-- Begin SOURCE EXTRACT --
Memorial Record of the Counties of Delaware, Union & Morrow, Ohio; Chicago: The Lewis Publishing Co., 1895, pp. 224-225
Contributed by a Generous Genealogist.


JUDGE JABEZ DICKEY, a well known attorney of Mount Gilead, prominent at the bar of Morrow county, has a reputation not only among the public but also among his professional brethren that might well be envied by almost any legal practitioner.  This worthy gentleman is one of Ohio’s sons.  His father, David Dickey, was a native of Pennsylvania and the family is of Scotch-Irish descent.  He served as a soldier in the war of 1812 and during that time suffered an attack of the jaundice, lying ill at blockhouse at Mansfield, Ohio, until the close of the struggle.  He then purchased a farm one mile south of that place, ––a tract of wild timber land, and thereon spent his remaining days, an honored pioneer and influential citizen of the community.  His wife, who bore the maiden name of Rachel Cook, was also born in the Keystone State, and with her father’s family removed to Richland county, Ohio, at a very early day.  Mr. Dickey died on the old homestead in 1848, and in 1853 she removed with her children to Mansfield, where her death occurred in 1880.  They were members of the Old School Presbyterian Church and took an active part in its work.  Their family numbered seven children, four of whom are yet living, namely: Susan M., who resides in Chicago, Illinois; Emma D., widow of Philemon P. Berry, and a resident of New York city; M. R., a member of the firm of Estey, Dickey, Carr & Goff, of Cleveland, Ohio; and the gentleman whose name heads this record.  The four sons of the family all served in the civil war as members of the Fifteenth Ohio Volunteer Infantry, ––Moses R. was its Colonel; Noah C., who was a private of Company H, was taken prisoner in Tennessee, and died in Mansfield, Ohio, in May, 1867; and James McBrier, who belonged to Company G, was killed on the second day of the battle at Pittsburg Landing.
Judge Dickey is so widely and favorably known throughout Morrow county that he needs no special introduction to the readers of this volume.  He was born in the little log cabin on the old home farm, near Mansfield, June 15, 1838, and attended the district school until thirteen years of age, when he supplemented his early school privileges with a course in Monroe Seminary and at Vermillion Institute, in Hayesville, Ohio.  Not wishing to follow the pursuit to which he was reared, he took up the study of law, January 1, 1859, with the firm of Burns & Dickey at Mansfield, Ohio, and was admitted to the bar before the Supreme Court of the State, April 4, 1861.
-- End SOURCE EXTRACT --
SHORT EXERCISE A:
Answer these questions from the sketch of Judge Dickey:
(i) In which state was David Dickey born?
(ii) In what year did Rachel Cook's husband die on the old homestead?
(iii) On what date was Jabez Dickey admitted to the bar?
-- Begin RECORDS FOR THIS TASK --
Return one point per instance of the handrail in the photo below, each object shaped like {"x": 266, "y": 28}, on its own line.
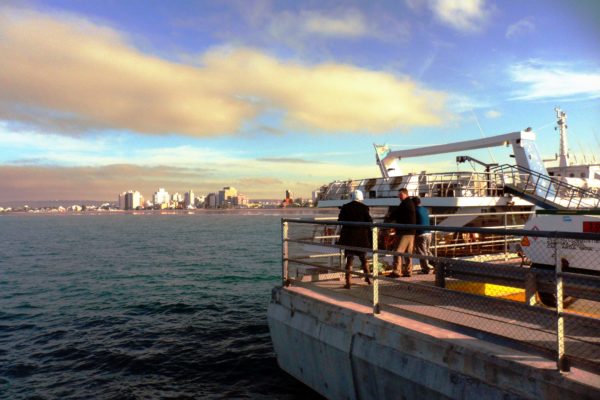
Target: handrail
{"x": 553, "y": 187}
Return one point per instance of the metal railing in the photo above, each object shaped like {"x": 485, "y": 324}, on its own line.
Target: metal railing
{"x": 547, "y": 190}
{"x": 552, "y": 309}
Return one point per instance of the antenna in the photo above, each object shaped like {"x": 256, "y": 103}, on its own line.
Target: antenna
{"x": 482, "y": 134}
{"x": 563, "y": 154}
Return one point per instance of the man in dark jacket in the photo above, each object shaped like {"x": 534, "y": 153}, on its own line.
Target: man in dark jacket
{"x": 404, "y": 214}
{"x": 356, "y": 236}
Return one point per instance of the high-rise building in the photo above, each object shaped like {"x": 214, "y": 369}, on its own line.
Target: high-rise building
{"x": 199, "y": 201}
{"x": 161, "y": 197}
{"x": 288, "y": 201}
{"x": 177, "y": 198}
{"x": 189, "y": 199}
{"x": 211, "y": 200}
{"x": 133, "y": 200}
{"x": 121, "y": 202}
{"x": 226, "y": 196}
{"x": 240, "y": 201}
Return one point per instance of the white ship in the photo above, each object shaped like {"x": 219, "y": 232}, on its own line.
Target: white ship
{"x": 498, "y": 188}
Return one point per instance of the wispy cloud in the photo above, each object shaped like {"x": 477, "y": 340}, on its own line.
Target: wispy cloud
{"x": 520, "y": 28}
{"x": 545, "y": 80}
{"x": 462, "y": 15}
{"x": 289, "y": 160}
{"x": 62, "y": 69}
{"x": 492, "y": 114}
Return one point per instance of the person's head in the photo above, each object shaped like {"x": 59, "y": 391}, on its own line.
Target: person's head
{"x": 403, "y": 193}
{"x": 357, "y": 196}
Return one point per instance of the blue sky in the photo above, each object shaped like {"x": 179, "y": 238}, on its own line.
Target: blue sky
{"x": 99, "y": 97}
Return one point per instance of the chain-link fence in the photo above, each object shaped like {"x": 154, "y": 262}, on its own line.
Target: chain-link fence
{"x": 536, "y": 290}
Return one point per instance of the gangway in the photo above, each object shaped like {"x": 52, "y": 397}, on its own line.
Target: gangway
{"x": 544, "y": 191}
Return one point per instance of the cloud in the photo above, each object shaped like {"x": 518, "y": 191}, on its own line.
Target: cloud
{"x": 462, "y": 15}
{"x": 46, "y": 182}
{"x": 493, "y": 114}
{"x": 546, "y": 80}
{"x": 520, "y": 28}
{"x": 287, "y": 160}
{"x": 349, "y": 23}
{"x": 66, "y": 74}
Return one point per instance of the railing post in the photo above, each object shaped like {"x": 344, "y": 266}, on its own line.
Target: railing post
-- End RECORDS FOR THIS TASK --
SHORT EXERCISE B: Rewrite the lines of the records starting at the line that contains "Return one point per instance of the person's" and ending at the end of the records, both included. Add 24 to every x and y coordinate in the answers, and leave the requests unchanged.

COMPLETE ANSWER A:
(i) Pennsylvania
(ii) 1848
(iii) April 4, 1861

COMPLETE ANSWER B:
Return one point per instance of the person's head in the photo above, each object shaped like {"x": 59, "y": 391}, on its own line.
Target: person's head
{"x": 427, "y": 217}
{"x": 381, "y": 220}
Return one point per instance of the blue sky in the photo above, each object shaped like {"x": 179, "y": 238}, on its own line.
Target: blue sky
{"x": 123, "y": 121}
Return one point per instance of the chain-link fence in the photo above, each object shaped like {"x": 154, "y": 262}, on its own line.
Target: chain-link fence
{"x": 560, "y": 314}
Return one point per instance of the gangway in the photo above, each object shaped like {"x": 52, "y": 397}, on its own line.
Target: gangway
{"x": 568, "y": 215}
Return one point per instance of the cloud in the photo above, each object shaped like {"x": 518, "y": 191}, on its own line.
Target: cloud
{"x": 486, "y": 39}
{"x": 70, "y": 206}
{"x": 517, "y": 138}
{"x": 570, "y": 104}
{"x": 544, "y": 52}
{"x": 311, "y": 184}
{"x": 373, "y": 47}
{"x": 90, "y": 98}
Return one point per instance of the railing post in the photo above, each object shaped like {"x": 344, "y": 266}, on its own line.
Target: railing post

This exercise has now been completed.